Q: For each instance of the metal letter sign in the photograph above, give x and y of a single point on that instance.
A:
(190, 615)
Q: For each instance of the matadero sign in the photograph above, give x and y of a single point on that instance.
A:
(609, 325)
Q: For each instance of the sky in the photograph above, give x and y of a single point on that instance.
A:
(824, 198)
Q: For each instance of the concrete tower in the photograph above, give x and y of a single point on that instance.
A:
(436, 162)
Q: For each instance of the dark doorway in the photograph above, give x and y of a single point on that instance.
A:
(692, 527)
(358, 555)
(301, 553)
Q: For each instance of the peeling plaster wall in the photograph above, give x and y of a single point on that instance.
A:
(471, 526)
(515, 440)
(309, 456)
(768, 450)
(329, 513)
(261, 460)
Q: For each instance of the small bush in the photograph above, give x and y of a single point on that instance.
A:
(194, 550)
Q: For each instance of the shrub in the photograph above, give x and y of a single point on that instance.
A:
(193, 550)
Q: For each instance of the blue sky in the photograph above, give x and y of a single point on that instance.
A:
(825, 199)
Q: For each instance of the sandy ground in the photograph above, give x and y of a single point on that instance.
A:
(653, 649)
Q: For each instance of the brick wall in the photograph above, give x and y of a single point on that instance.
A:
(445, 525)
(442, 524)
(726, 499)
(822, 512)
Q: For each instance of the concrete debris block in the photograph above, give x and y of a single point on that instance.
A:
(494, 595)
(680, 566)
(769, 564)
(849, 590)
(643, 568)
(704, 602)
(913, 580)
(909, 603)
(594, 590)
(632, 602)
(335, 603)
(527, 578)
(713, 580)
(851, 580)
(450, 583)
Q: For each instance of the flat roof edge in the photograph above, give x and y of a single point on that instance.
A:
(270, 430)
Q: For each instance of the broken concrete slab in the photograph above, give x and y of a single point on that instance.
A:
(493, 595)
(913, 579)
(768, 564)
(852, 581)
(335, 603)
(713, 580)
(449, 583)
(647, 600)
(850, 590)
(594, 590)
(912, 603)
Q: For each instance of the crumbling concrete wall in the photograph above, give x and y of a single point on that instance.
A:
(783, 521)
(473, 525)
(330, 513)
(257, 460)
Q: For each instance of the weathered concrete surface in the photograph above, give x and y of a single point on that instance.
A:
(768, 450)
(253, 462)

★ ★ ★ ★ ★ ★ ★

- What you are asked to do:
Keep only the lines of the listing that contain the word "wall", and copy them.

- Expected output:
Q: For each instance of the peeling plaster wall in the photograph above, give x and y of a single point on that instance.
Q: For each instance of the brick wall in the photograph above, give x and y of a single point on that instance.
Q: For each instance of the crumbling concrete wall in the photograph above, give x and y of a single point on that instance.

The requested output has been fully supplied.